Chapter. 6 Double Inertial Unit

Chapter 6.1 Introduction

Fig. 6-1
Transmittance of the Two-inertial unit with gain K and time constants T1 and T2
Previously, an example of an Inertial Unit was a furnace. At the beginning, the temperature increases the fastest, then the temperature speed gradually decreases (but the temperature itself continues to increase!). Eventually it will stop growing and reach a steady-maximum state, e.g. +150 °C. At the beginning, the temperature rises the fastest? Is it? If you look closely, nothing happens at first. That is, the initial rate of temperature increase is zero. Only then the temperature gradually accelerates and at some point the speed reaches its maximum. (Velocity that is a derivative of temperature, not the temperature itself!). From that moment, the speed decreases until it becomes zero and the temperature reaches a steady-maximum value.
So the Inertial Unit as a furnace model is only its first approximation. The Two Inertial Unit is more accurate. But not overly accurate, because as you will see in a moment, the initial speed, although not maximum, is not zero either.

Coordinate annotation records

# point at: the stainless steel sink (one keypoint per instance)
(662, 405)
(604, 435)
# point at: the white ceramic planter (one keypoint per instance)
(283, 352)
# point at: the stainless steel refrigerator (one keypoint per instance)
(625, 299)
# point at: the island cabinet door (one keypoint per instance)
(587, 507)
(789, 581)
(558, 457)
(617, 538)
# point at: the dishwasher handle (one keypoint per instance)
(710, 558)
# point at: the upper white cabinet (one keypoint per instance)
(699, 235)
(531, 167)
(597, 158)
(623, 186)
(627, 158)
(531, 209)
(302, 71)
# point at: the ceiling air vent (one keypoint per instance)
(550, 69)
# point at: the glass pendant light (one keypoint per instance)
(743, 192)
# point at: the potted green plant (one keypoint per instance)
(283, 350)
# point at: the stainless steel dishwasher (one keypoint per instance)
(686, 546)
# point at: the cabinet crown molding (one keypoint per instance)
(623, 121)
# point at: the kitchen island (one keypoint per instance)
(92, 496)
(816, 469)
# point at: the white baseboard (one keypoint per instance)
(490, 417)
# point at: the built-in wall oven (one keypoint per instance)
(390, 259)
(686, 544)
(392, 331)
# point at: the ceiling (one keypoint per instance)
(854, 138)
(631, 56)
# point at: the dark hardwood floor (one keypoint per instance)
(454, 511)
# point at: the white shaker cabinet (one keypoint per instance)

= Written exercise 1 =
Answer these questions using the text on the double inertial unit:
(a) What was given earlier as an example of an Inertial Unit?
(b) What steady-maximum temperature does the text offer as an example?
(c) Which unit is called more accurate as a furnace model?
= Written exercise 2 =
Substitute "oven" for "furnace" in the part of the double inertial unit text that opens with the words containing "Chapter 6.1 Introduction" and closes with "a steady-maximum value.", and write that part out.
= Written exercise 3 =
Extend the text on the double inertial unit, continuing it from its final sentence.

= Answer 1 =
(a) A furnace.
(b) +150 °C.
(c) The Two Inertial Unit.

= Answer 2 =
Chapter 6.1 Introduction

Fig. 6-1
Transmittance of the Two-inertial unit with gain K and time constants T1 and T2
Previously, an example of an Inertial Unit was a oven. At the beginning, the temperature increases the fastest, then the temperature speed gradually decreases (but the temperature itself continues to increase!). Eventually it will stop growing and reach a steady-maximum state, e.g. +150 °C. At the beginning, the temperature rises the fastest? Is it? If you look closely, nothing happens at first. That is, the initial rate of temperature increase is zero. Only then the temperature gradually accelerates and at some point the speed reaches its maximum. (Velocity that is a derivative of temperature, not the temperature itself!). From that moment, the speed decreases until it becomes zero and the temperature reaches a steady-maximum value.

= Answer 3 =
Chapter 6.2 Slider as input and bar graph as output


Fig. 6-2
A Two Inertial Unit as a serial connection of two Inertial ones.
yp(t)-indirect signal from the first inertial unit.
“Waving” the slider and observing the bar graph is only a preliminary familiarization with the object. You may notice a gradual “acceleration” of the temperature. But you’ll definitely notice a feature of the Two-Inertial that the Inertial didn’t have.
The +maximum slider input is given, and when y(t) is the most accelerated, –minimum is given. You will surely notice that the output signal continues to grow, although the input is not only zero but even negative!
This is also true in a real oven. The temperature continues to rise even when the power supply is interrupted.
When observing digital meters, you will notice that the intermediate signal yp(t) “leads” the output signal y(t).
You will notice more interesting things, including the inflection point, by examining the waveforms on the oscilloscope.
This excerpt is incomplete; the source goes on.